Goal >>
Update the Rayleigh-Benard diff below by rewriting it from "Major refactor in" up to and including "(self._Dz_expanded @ u_hat.flatten()).reshape(u_hat.shape)", with "reshape" changed to "resize".

Source document >>
Major refactor in spectral helper + 3D Rayleigh Benard

pySDC/implementations/problem_classes/RayleighBenard.py

@@ -222,7 +222,7 @@ def eval_f(self, u, *args, **kwargs):
         Dx_u_hat = (self._Dx_expanded @ u_hat.flatten()).reshape(u_hat.shape)
         Dz_u_hat = (self._Dz_expanded @ u_hat.flatten()).reshape(u_hat.shape)
 
-        padding = [self.dealiasing, self.dealiasing]
+        padding = (self.dealiasing, self.dealiasing)
         Dx_u_pad = self.itransform(Dx_u_hat, padding=padding).real
         Dz_u_pad = self.itransform(Dz_u_hat, padding=padding).real
         u_pad = self.itransform(u_hat, padding=padding).real
@@ -407,7 +407,7 @@ def compute_Nusselt_numbers(self, u):
         DzT_hat[iT] = (self.Dz @ u_hat[iT].flatten()).reshape(DzT_hat[iT].shape)
 
         # compute vT with dealiasing
-        padding = [self.dealiasing, self.dealiasing]
+        padding = (self.dealiasing, self.dealiasing)
         u_pad = self.itransform(u_hat, padding=padding).real
         _me = self.xp.zeros_like(u_pad)
         _me[0] = u_pad[iv] * u_pad[iT]

pySDC/implementations/problem_classes/RayleighBenard3D.py

@@ -0,0 +1,359 @@
+import numpy as np
+from mpi4py import MPI
+
+from pySDC.implementations.problem_classes.generic_spectral import GenericSpectralLinear
+from pySDC.implementations.datatype_classes.mesh import mesh, imex_mesh
+from pySDC.core.convergence_controller import ConvergenceController
+from pySDC.core.hooks import Hooks
+from pySDC.implementations.convergence_controller_classes.check_convergence import CheckConvergence
+from pySDC.core.problem import WorkCounter
+
+
+class RayleighBenard3D(GenericSpectralLinear):
+    """
+    Rayleigh-Benard Convection is a variation of incompressible Navier-Stokes.

Dataset rows >>
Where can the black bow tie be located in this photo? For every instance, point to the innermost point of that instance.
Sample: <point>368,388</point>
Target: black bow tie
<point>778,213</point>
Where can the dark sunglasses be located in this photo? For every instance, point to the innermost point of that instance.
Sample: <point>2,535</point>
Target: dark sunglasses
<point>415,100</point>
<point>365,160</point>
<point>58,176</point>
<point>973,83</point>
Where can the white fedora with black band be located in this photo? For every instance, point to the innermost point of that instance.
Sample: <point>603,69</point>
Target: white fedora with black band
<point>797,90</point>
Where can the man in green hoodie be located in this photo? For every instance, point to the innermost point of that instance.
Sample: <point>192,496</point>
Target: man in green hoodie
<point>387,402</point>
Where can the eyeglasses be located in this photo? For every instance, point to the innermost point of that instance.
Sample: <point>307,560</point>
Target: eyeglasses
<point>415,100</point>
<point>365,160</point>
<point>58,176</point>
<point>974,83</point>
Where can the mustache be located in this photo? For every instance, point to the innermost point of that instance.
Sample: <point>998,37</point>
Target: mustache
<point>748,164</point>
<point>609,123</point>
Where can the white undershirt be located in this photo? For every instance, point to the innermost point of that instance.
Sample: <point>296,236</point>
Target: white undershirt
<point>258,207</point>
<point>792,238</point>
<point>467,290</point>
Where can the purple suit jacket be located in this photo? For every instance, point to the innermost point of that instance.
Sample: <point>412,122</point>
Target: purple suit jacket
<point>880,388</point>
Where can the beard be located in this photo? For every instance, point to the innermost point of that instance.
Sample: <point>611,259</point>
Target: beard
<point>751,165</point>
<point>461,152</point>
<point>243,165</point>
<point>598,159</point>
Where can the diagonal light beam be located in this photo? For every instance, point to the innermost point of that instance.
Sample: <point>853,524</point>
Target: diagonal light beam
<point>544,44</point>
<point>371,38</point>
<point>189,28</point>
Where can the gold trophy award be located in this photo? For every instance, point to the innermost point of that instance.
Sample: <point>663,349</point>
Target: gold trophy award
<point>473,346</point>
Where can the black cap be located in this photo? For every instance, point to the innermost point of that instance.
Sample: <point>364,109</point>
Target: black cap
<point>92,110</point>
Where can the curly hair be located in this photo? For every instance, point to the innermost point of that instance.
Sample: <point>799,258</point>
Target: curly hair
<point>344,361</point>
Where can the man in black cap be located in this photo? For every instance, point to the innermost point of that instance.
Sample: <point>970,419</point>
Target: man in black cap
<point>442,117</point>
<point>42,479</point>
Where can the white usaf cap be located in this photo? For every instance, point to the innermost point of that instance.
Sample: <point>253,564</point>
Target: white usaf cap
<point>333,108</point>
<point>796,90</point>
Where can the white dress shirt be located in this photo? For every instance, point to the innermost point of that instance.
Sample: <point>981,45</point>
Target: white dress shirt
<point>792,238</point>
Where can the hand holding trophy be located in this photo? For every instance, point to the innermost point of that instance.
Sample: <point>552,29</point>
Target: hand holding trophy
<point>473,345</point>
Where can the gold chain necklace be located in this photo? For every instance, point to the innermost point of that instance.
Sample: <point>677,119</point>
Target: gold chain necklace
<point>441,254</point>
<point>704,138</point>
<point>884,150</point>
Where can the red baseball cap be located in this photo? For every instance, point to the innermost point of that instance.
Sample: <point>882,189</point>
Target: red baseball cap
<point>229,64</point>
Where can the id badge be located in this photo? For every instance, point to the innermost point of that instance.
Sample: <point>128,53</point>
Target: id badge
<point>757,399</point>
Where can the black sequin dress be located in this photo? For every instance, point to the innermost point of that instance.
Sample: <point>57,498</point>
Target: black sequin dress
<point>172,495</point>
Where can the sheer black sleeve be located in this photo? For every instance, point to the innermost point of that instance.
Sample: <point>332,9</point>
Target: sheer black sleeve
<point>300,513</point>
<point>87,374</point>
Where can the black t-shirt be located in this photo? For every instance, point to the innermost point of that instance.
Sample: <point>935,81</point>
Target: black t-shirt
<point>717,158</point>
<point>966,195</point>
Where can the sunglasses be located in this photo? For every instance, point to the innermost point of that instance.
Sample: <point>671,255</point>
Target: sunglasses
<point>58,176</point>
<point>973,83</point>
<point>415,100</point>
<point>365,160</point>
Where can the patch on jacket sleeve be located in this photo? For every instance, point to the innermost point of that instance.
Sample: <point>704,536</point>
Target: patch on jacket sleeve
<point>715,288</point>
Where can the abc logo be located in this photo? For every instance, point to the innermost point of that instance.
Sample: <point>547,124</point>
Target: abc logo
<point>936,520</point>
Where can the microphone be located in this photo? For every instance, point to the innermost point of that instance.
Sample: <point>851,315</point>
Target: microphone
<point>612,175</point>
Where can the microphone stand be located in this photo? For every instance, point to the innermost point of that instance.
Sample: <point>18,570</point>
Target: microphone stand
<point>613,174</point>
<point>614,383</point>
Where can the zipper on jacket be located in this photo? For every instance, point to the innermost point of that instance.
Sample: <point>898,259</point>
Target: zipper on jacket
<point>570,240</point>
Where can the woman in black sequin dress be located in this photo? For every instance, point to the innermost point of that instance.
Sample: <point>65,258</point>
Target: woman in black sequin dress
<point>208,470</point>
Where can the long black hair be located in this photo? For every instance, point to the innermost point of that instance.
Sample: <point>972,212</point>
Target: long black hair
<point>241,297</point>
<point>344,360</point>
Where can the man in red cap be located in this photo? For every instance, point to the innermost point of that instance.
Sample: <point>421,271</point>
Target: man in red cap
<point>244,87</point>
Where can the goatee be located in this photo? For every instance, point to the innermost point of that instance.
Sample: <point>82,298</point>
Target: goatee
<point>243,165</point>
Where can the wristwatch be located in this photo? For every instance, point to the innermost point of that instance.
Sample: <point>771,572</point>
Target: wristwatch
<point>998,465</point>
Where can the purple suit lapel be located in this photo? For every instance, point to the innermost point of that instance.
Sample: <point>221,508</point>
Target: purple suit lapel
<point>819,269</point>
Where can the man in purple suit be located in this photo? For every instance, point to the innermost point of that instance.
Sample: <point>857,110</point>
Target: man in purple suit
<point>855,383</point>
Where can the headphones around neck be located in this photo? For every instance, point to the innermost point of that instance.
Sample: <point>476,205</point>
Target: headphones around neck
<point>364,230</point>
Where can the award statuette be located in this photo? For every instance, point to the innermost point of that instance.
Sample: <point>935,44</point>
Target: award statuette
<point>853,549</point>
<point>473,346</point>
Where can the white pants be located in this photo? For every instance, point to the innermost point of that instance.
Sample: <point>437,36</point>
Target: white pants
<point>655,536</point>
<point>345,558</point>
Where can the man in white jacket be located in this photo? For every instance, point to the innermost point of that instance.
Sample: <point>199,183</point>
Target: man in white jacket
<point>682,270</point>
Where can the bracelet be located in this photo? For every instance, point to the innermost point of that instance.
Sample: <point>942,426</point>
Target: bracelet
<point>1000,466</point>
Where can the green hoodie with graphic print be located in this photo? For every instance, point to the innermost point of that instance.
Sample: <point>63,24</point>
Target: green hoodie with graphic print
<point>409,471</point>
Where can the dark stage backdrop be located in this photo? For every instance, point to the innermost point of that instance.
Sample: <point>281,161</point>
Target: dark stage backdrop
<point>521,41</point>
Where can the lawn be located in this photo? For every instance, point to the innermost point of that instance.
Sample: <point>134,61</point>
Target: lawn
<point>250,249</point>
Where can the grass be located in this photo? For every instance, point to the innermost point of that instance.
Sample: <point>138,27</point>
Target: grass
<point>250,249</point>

Answer below >>
Major refactor in spectral helper + 3D Rayleigh Benard

pySDC/implementations/problem_classes/RayleighBenard.py

@@ -222,7 +222,7 @@ def eval_f(self, u, *args, **kwargs):
         Dx_u_hat = (self._Dx_expanded @ u_hat.flatten()).resize(u_hat.shape)
         Dz_u_hat = (self._Dz_expanded @ u_hat.flatten()).resize(u_hat.shape)